## What you will do
[1] Using the text on the Buchanan Rides Alone adaptation, answer each question below on its own line:
(a) Who is officially credited with writing the adaptation?
(b) Which actor plays Abe Carbo?
(c) What is the name of the hotel desk clerk, and how is he related to the sheriff?
[2] Reproduce verbatim the part of the text on the Buchanan Rides Alone adaptation from "In particular, aside" up to and including "of shooting. (5)".
[3] Carry on the text about the Buchanan Rides Alone adaptation, starting after its final sentence.

## Document extract
+===+

The adaptation for the film generally follows the book’s plot outline. Officially, it was written by Charles Lang, who was also responsible for the Decision at Sundown screenplay, although relatively reliable sources (4)suggest that Lang’s final draft was extensively rethought and rewritten by Boetticher and Burt Kennedy.
In particular, aside from the ways in which the casting of Scott gave Buchanan a more laidback air, it appears that they expanded the character of Abe Carbo, played by Craig Stevens, making him a key figure. In the novel, he’s an important supporting player, but more like a cold-blooded pragmatist than his character in the film where he’s not only spared the bloody death he gets in the book, but even turns out to be kind of likeable.
"...black hat, chaps and vest, with an aqua shirt..." Craig Stevens, Buchanan Rides Alone |
Imagine Cary Grant in a Western and you’ll catch something of the character’s distinctive cool, dressed in black hat, chaps and vest, with an aqua shirt. He’s also given the film’s deliciously black punch-line – a laugh-out-loud moment – which Boetticher claims he added on the day of shooting. (5)
On Buchanan’s arrival in Agry, he’s rudely greeted by the sheriff, Lew Agry (Barry Kelley), and his deputies, suspicious of outsiders wearing guns. Soon afterwards, as he signs in for an overnight stay at the hotel, the eyes of the clerk at the desk, Amos Agry (Peter Whitney), the sheriff’s brother, widen greedily when he sees Buchanan’s money belt. Then the stranger in town heads over to the saloon for a steak, only to be accosted by Roy Agry (William Leslie), who’s ridden up in a hurry with scratches on his face and a melee on his mind.

+===+

## Dataset extract
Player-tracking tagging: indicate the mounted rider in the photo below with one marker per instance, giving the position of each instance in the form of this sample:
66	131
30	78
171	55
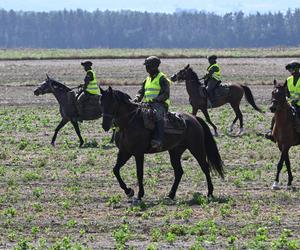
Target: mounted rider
156	92
292	84
213	77
90	87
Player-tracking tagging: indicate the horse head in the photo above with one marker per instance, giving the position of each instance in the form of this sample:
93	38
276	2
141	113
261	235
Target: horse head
278	97
111	101
45	87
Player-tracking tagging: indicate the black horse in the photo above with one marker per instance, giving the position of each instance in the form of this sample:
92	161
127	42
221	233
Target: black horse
67	106
198	98
284	131
133	139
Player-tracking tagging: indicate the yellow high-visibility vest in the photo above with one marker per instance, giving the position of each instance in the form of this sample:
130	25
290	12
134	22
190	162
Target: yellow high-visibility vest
217	74
294	90
152	88
93	87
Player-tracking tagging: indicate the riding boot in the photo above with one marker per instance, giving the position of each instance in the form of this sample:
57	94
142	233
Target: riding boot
158	137
209	100
297	123
79	111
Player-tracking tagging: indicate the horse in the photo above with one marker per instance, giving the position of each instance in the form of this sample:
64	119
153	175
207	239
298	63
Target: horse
67	106
133	139
198	98
284	131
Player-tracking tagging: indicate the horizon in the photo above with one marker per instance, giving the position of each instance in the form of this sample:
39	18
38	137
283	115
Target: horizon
220	7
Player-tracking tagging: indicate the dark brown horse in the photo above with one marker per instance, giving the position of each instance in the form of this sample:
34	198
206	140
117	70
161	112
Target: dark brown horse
67	107
198	99
284	131
133	139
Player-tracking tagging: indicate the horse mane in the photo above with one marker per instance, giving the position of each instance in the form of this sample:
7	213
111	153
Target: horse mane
60	85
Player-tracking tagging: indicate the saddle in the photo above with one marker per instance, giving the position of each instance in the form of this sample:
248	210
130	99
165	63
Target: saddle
173	122
296	119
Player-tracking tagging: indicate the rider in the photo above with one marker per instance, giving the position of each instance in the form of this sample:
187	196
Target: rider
90	86
292	84
155	91
293	88
213	77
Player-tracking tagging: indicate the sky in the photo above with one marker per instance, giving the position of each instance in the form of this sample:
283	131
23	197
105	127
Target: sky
169	6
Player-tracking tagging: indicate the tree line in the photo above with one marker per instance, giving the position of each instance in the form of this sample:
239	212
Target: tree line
132	29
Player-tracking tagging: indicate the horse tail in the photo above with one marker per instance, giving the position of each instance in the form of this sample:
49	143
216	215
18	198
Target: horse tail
213	156
250	98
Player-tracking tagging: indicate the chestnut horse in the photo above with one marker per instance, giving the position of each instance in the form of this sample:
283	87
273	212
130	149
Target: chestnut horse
284	131
199	101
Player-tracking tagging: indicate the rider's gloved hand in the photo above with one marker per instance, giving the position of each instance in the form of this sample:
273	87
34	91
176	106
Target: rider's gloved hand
136	99
294	102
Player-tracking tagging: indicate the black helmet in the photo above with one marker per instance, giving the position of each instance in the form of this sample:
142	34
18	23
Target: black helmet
87	63
152	61
292	65
212	57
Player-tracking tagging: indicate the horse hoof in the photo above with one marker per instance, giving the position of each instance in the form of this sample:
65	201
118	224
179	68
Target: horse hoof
241	131
276	185
131	193
136	201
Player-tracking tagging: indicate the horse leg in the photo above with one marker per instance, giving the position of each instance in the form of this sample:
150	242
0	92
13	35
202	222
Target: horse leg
75	125
194	110
288	167
238	115
121	160
200	157
62	123
207	117
112	139
139	160
175	156
279	167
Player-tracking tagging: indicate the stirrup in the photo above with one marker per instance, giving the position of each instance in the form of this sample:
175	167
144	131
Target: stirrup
209	104
156	144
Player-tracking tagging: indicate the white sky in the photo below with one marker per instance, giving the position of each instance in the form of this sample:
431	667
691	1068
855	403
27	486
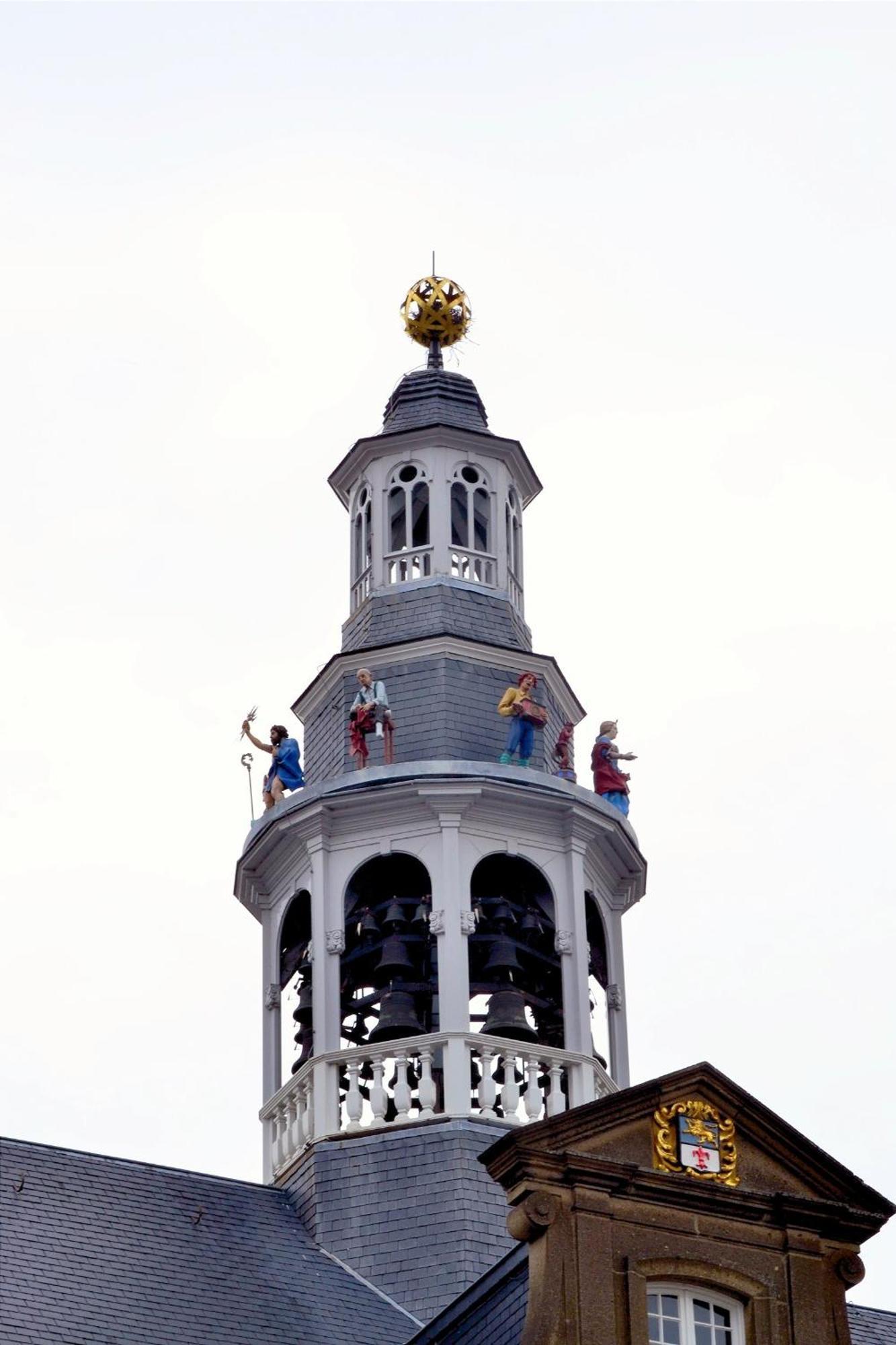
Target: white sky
676	225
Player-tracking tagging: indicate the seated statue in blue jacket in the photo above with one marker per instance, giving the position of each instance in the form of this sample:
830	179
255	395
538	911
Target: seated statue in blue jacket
286	773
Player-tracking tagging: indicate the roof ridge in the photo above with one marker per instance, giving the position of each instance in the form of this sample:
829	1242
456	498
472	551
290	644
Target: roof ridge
135	1163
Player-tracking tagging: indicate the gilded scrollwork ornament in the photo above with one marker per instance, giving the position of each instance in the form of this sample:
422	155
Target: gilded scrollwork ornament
692	1137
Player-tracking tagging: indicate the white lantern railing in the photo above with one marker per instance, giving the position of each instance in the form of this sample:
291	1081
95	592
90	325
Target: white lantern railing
474	567
361	590
397	1083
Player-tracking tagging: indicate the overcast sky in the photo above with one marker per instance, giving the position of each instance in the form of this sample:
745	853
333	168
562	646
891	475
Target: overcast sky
676	225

+===+

## Results for each task
[1]
(a) Charles Lang
(b) Craig Stevens
(c) Amos Agry, the sheriff's brother

[2]
In particular, aside from the ways in which the casting of Scott gave Buchanan a more laidback air, it appears that they expanded the character of Abe Carbo, played by Craig Stevens, making him a key figure. In the novel, he’s an important supporting player, but more like a cold-blooded pragmatist than his character in the film where he’s not only spared the bloody death he gets in the book, but even turns out to be kind of likeable.
"...black hat, chaps and vest, with an aqua shirt..." Craig Stevens, Buchanan Rides Alone |
Imagine Cary Grant in a Western and you’ll catch something of the character’s distinctive cool, dressed in black hat, chaps and vest, with an aqua shirt. He’s also given the film’s deliciously black punch-line – a laugh-out-loud moment – which Boetticher claims he added on the day of shooting. (5)

[3]
Buchanan handles it all with good humour. Oozing self-assurance, he’s a man of few words and is reluctant to waste too many of them on these cretins. He just wants to gather himself together and be on his way. But then Juan de la Vega (Manuel Rojas) rides into town to avenge his sister, who has – it becomes clear between the lines – been raped by Roy. Some words could still not be spoken in Hollywood in the late ’50s.
After he takes his lethal revenge, he’s arrested and, as he’s being beaten up by the sheriff and his men, Buchanan steps in on his behalf. As a result, both the accused and his would-be rescuer are thrown into jail, the Agrys and the townspeople preparing for a double-hanging. What ensues is a series of negotiations in which base motives are camouflaged, generally clumsily, by a civilized veneer.
Peter Whitney (Amos Agry), Tol Avery (Simon Agry), Craig Stevens Buchanan Rides Alone |
The novel hints at this theme but it’s more systematically expanded in Boetticher’s film. First, the town’s judge, Simon Agry (Tol Avery), steps in to prevent the hanging, not out of any principle but because it wouldn’t look good on his political resume. A trial is required beforehand. He presides, Buchanan pleads and is found innocent, but Juan – whom Buchanan is now calling “Johnny” – is sentenced to hang.
At which point the deal-making really begins. An emissary from Juan’s wealthy father (Joe De Santis) offers Judge Simon fifty of his employer’s finest horses in exchange for Juan’s freedom. The judge discusses this with Carbo, his bodyguard/personal assistant (6), and they conjure up an alternative deal that will be less open to scrutiny: $50,000.
As in the other Ranown films, a bounty becomes central to the action, a MacGuffin that matters to everybody but turns out to be meaningless in itself. Andrew Sarris has described the Scott/Boetticher films as “partly floating poker games” (7), and that characterisation’s appropriateness was never as pertinent as it is here. Just as Sergio Leone’s man-with-no-name Westerns pivot on the ways in which men and the American way are corrupted by money, so does, in particular, Buchanan Rides Alone.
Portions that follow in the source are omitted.